[Collected data entries]

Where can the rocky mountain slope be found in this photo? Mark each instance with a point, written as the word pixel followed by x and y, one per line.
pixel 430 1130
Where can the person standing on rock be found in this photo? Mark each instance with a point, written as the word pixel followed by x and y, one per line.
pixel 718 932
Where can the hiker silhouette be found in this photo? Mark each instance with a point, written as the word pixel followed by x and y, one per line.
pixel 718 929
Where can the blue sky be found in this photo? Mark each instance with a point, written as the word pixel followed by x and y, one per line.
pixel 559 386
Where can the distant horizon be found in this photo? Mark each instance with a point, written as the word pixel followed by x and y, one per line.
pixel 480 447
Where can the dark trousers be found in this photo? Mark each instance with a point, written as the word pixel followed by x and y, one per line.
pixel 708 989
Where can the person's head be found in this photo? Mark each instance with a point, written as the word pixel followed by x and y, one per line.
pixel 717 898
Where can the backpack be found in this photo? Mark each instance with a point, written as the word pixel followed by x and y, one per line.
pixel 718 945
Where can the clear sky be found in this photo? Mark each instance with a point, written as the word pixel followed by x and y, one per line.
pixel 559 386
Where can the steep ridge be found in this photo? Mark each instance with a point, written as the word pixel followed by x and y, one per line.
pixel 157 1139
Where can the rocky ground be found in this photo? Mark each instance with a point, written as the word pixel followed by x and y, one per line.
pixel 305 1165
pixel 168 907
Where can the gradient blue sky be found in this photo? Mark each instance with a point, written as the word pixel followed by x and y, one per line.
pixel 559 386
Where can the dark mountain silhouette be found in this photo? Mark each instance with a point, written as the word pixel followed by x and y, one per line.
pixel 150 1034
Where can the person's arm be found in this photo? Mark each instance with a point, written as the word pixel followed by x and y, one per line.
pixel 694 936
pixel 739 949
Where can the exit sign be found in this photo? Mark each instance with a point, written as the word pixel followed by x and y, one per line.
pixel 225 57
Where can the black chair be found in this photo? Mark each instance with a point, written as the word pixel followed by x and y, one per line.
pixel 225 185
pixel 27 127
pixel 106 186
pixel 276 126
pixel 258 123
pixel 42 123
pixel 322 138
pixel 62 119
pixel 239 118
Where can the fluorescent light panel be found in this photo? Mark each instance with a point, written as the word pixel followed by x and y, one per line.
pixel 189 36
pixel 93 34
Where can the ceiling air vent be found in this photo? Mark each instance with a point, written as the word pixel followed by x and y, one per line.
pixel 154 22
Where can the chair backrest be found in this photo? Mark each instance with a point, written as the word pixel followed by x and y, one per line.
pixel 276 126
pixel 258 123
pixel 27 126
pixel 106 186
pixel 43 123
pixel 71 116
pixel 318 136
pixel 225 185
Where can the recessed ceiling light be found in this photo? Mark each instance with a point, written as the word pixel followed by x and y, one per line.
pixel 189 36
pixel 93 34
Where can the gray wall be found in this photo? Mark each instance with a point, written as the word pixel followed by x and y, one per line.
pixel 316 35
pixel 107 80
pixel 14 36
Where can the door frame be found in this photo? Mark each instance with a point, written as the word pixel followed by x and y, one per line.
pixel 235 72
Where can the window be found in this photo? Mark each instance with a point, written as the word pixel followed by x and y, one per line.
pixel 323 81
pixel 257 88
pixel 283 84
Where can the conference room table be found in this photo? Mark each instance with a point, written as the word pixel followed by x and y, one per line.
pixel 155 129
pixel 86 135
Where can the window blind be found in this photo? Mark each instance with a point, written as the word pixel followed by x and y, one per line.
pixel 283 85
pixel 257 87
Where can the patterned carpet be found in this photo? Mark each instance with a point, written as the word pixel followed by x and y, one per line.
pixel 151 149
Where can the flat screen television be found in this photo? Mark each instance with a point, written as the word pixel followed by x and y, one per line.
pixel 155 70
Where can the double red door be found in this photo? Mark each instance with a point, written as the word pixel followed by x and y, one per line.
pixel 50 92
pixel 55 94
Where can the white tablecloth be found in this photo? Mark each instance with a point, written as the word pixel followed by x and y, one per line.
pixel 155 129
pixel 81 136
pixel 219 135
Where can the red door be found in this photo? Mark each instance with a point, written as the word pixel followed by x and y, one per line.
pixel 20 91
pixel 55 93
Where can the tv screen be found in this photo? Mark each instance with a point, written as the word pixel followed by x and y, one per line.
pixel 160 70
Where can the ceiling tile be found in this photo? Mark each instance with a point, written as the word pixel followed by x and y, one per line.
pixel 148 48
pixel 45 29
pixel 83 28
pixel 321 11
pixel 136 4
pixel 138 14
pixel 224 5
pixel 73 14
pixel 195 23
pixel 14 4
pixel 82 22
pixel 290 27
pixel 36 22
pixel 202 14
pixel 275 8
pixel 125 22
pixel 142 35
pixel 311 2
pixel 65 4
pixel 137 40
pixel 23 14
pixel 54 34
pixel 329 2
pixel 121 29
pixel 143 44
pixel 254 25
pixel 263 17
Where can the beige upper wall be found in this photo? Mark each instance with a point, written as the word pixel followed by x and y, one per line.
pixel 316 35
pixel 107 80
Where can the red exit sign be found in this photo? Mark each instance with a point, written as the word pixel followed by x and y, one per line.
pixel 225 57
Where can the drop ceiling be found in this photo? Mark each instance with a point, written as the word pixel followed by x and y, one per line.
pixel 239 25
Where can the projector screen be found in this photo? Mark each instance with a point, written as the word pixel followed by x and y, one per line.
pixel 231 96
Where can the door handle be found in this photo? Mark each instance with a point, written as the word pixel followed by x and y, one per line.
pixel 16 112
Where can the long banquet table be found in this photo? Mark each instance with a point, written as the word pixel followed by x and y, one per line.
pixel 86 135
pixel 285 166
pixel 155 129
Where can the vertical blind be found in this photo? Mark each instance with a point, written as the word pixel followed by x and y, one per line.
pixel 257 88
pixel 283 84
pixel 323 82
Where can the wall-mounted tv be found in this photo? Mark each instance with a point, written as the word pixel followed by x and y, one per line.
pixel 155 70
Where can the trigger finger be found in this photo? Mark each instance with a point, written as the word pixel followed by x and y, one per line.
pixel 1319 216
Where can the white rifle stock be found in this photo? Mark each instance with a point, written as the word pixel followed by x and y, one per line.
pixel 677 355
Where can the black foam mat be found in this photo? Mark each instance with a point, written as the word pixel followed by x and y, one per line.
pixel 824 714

What to do ▸
Extract all of the data exactly as written.

Answer section ▸
Where can the rocky mountain slope be found in this photo? Mark each instance with a point, written as the word pixel followed by x and y, one per line.
pixel 430 1130
Where can the person standing on rock be found in this photo? Mark each instance with a point, written as the word pixel followed by x and y, one per line.
pixel 718 932
Where can the hiker silhouette be found in this photo? Mark each instance with a point, written as the word pixel followed by x and y, one per line.
pixel 718 929
Where can the blue sky be found in this photo? Mark each instance with a point, written as the word pixel followed by x and y, one per line.
pixel 559 386
Where can the distant horizon be found in this photo? Mark each instance with a point, written as the word pixel followed by x and y, one per line.
pixel 480 447
Where can the dark trousers be found in this photo? Mark each instance with a point, written as the word pixel followed by x and y, one per line.
pixel 708 989
Where can the person's head be found in this photo? Mark each instance with a point, written as the word pixel followed by x and y, one per line.
pixel 717 898
Where can the backpack be found in this photo? Mark each instance with a point, written as the word pixel followed by x and y, one per line.
pixel 718 945
Where can the clear sky be found in this photo? Mark each instance with a point, written as the word pixel followed by x and y, one per line.
pixel 559 386
Where can the steep ridge be found in this photo? Mark each instance with a point, written as the word pixel followed by x and y, one per line.
pixel 157 1139
Where can the rocky ground be found in this photo? Mark each instance with a point, written as the word pixel followed by x and y, one per line.
pixel 305 1165
pixel 168 907
Where can the gradient blue sky be found in this photo? Mark each instance with a point, written as the word pixel followed by x and y, one per line.
pixel 559 386
Where can the dark mountain silhouette be found in this photo? Mark each instance with a point, written as the word pixel followed by x and y, one per line.
pixel 150 1034
Where can the person's arm be found in this photo? Mark each instance with a point, written as the word pixel followed by x and y, one per line.
pixel 694 936
pixel 739 949
Where can the exit sign be found in this photo? Mark each instance with a point, written as the word pixel followed by x and y, one per line.
pixel 225 57
Where can the black chair be found in this photo? Mark each instance with a point, written as the word pixel followed by x and y, one per line.
pixel 225 185
pixel 27 127
pixel 106 186
pixel 276 126
pixel 258 123
pixel 42 123
pixel 322 138
pixel 62 119
pixel 239 118
Where can the fluorescent light panel be found in this photo? Mark each instance with a point, written as the word pixel followed by x and y, one per line.
pixel 189 36
pixel 93 34
Where can the ceiling air vent be found in this photo? Mark each instance with a point, written as the word pixel followed by x and y, one per line.
pixel 154 22
Where can the chair backrest be found in this photo? Mark each instance with a point, written as the word pixel followed by x and y, one per line.
pixel 276 126
pixel 258 123
pixel 27 126
pixel 106 186
pixel 43 123
pixel 71 116
pixel 318 136
pixel 225 185
Where can the recessed ceiling light be found in this photo? Mark each instance with a point, written as the word pixel followed by x and y, one per line.
pixel 189 36
pixel 93 34
Where can the gray wall be found in this photo? Mark each instance with a point, written as the word pixel followed by x and y, one per line.
pixel 316 35
pixel 107 80
pixel 14 36
Where can the door frame be found in this photo? Mark each instance with a point, written as the word pixel followed by x and y, one per line.
pixel 235 72
Where can the window be found in this photo? Mark each instance with a point, written as the word pixel followed by x and y, one per line.
pixel 323 81
pixel 257 88
pixel 283 84
Where can the conference room table be found in this photo? Mark each instance with a point, written as the word pixel followed by x and y, one per line.
pixel 155 129
pixel 86 135
Where can the window blind be found in this photo? Mark each instance with a point, written as the word pixel followed by x and y, one per line.
pixel 283 85
pixel 257 87
Where can the patterned carpet be found in this photo? Mark each instance with a point, written as the word pixel followed by x and y, one per line.
pixel 151 149
Where can the flat screen television be found in this photo? Mark each instance with a point, written as the word pixel followed by x and y, one per line.
pixel 155 70
Where can the double red door be found in this photo? Mark each instance with a point, written as the word pixel followed by x and y, one per line.
pixel 50 92
pixel 55 94
Where can the white tablecloth be found in this photo? Mark each instance with a point, written as the word pixel followed by x and y, one per line.
pixel 155 129
pixel 81 136
pixel 219 135
Where can the red door be found in this photo? Mark each instance with a point, written as the word pixel followed by x and y, one per line.
pixel 20 91
pixel 55 93
Where can the tv screen be found in this photo? Mark each instance with a point, written as the word pixel followed by x and y, one per line.
pixel 160 70
Where can the ceiling tile be found in this photo? Mark each instance with a point, written as the word pixel followed by x and y, one per line.
pixel 148 48
pixel 45 29
pixel 83 28
pixel 321 11
pixel 136 4
pixel 138 14
pixel 224 5
pixel 73 14
pixel 195 23
pixel 14 4
pixel 82 22
pixel 290 27
pixel 36 22
pixel 202 14
pixel 275 8
pixel 125 22
pixel 142 35
pixel 311 2
pixel 65 4
pixel 137 40
pixel 23 14
pixel 54 34
pixel 329 2
pixel 121 29
pixel 143 44
pixel 254 25
pixel 263 17
Where can the beige upper wall be found in this photo? Mark each instance with a point, written as the word pixel followed by x and y, one per line.
pixel 316 35
pixel 107 80
Where can the red exit sign be found in this photo? Mark each instance with a point, written as the word pixel followed by x and y, one per line.
pixel 225 57
Where can the drop ceiling be found in this photo? Mark each instance with a point, written as the word pixel followed by x and y, one per line.
pixel 239 25
Where can the projector screen be found in this photo? Mark each instance with a point, written as the word pixel followed by x and y, one per line.
pixel 231 96
Where can the door handle be found in this photo? Mark each instance with a point, written as the word pixel followed by x and y, one per line.
pixel 16 112
Where can the long banquet table be found in this photo? Mark each instance with a point, written as the word pixel followed by x and y, one per line.
pixel 86 135
pixel 285 166
pixel 155 129
Where can the vertical blind be found in this photo? Mark each instance with a point, written as the word pixel followed by x and y, one per line.
pixel 257 88
pixel 283 84
pixel 323 82
Where can the wall-mounted tv be found in this photo? Mark each instance with a point, written as the word pixel followed by x and y, one per line.
pixel 155 70
Where can the trigger finger be found in this photo? Mark each instance with a point, written as the word pixel followed by x and y, one per line.
pixel 1319 216
Where can the white rifle stock be found in this photo? Mark each instance with a point, written as the word pixel followed by x and y, one per line.
pixel 677 355
Where can the black foam mat be found in this photo? Mark each instance with a point, written as the word pixel followed by x and y, one per line.
pixel 824 714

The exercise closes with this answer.